AIM OF THE EXERCISE:
Recast the entries as a two-column CSV with the headers "text" and "points", starting at the line containing "Could you point out the black railing" and running through the final entry. Use one row per entry, with each field quoted and any line breaks inside a field turned into spaces.
## Start SUPPLIED RECORDS
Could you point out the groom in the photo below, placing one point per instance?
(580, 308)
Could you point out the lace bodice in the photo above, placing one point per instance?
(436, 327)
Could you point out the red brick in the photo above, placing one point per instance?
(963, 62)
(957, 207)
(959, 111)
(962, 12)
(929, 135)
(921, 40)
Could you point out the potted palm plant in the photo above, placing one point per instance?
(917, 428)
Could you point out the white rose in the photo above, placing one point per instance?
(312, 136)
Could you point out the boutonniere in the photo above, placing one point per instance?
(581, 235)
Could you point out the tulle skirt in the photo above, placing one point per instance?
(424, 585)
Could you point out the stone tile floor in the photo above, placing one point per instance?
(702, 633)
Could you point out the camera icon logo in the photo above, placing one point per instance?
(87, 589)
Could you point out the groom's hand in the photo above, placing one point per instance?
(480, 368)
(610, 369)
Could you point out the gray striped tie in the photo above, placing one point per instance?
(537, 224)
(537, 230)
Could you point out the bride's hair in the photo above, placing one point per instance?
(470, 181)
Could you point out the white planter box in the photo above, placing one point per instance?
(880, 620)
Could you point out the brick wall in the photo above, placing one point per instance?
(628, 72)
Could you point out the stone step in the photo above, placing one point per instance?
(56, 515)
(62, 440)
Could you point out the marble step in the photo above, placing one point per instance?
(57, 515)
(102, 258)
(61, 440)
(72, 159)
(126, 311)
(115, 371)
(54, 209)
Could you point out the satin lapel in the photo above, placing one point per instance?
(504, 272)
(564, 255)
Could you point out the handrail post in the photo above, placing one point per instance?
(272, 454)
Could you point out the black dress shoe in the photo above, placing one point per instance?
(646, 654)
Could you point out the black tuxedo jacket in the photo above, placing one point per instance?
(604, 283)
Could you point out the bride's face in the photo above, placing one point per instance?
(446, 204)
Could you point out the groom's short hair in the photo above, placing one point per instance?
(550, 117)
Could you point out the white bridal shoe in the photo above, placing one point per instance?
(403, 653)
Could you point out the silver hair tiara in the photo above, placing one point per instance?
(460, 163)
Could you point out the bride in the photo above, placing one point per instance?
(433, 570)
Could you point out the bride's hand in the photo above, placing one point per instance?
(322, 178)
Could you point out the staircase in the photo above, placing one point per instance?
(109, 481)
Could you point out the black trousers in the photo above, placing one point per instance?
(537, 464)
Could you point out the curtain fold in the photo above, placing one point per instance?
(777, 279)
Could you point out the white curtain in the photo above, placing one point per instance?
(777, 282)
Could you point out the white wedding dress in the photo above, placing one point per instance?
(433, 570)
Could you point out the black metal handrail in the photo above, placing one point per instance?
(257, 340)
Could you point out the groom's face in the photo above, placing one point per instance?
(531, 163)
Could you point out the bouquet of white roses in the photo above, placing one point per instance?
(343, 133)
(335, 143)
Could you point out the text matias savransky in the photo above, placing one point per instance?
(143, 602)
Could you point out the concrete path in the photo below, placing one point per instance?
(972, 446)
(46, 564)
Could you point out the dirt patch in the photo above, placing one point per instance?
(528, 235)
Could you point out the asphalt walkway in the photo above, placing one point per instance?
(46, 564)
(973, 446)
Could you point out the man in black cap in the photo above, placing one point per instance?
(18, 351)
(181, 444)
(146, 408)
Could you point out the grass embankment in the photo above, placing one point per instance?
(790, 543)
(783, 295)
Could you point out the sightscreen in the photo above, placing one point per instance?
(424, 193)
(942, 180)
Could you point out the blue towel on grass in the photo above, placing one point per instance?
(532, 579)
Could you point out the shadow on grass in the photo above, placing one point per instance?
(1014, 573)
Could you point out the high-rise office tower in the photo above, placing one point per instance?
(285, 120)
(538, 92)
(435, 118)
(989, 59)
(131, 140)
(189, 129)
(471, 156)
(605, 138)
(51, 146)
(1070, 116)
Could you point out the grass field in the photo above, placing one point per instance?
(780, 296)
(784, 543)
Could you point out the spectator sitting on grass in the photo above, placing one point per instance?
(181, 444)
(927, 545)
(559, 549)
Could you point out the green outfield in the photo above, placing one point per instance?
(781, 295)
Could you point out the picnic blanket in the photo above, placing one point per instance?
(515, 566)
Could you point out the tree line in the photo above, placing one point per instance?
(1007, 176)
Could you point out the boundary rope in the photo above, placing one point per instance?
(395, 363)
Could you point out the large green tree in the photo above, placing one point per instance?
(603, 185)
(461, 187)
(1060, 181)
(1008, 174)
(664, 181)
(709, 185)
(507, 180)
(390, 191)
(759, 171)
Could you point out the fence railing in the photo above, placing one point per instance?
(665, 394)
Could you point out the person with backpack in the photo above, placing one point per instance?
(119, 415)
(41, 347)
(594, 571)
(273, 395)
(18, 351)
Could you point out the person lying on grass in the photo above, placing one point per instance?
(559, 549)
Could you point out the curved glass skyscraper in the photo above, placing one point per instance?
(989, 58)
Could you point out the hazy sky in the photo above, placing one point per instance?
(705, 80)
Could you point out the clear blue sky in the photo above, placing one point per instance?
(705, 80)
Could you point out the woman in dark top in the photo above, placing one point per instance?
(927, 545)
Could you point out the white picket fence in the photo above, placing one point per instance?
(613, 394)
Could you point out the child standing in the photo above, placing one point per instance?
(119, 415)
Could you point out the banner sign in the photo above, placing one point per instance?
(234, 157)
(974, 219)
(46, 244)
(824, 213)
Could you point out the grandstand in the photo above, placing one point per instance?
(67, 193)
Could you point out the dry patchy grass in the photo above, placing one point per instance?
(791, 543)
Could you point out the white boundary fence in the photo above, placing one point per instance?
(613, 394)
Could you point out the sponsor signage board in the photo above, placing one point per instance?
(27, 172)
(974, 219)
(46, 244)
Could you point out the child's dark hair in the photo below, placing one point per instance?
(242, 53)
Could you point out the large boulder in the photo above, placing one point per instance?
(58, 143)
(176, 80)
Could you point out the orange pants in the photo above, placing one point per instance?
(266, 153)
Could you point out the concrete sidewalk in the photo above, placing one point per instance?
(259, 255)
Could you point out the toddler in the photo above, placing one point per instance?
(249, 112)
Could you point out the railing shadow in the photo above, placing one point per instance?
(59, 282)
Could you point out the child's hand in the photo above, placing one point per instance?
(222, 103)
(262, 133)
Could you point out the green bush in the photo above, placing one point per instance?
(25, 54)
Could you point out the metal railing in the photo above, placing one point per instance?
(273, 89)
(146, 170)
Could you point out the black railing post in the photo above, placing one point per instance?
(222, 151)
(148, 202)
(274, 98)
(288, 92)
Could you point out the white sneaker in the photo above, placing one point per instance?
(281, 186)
## End SUPPLIED RECORDS
RESPONSE TO THE TASK:
text,points
"Could you point out the black railing post in the photo above, placing one point per instance?","(222, 151) (148, 202) (274, 98) (288, 92)"
"Could you point out the white sneaker in the photo above, placing one point per instance?","(281, 186)"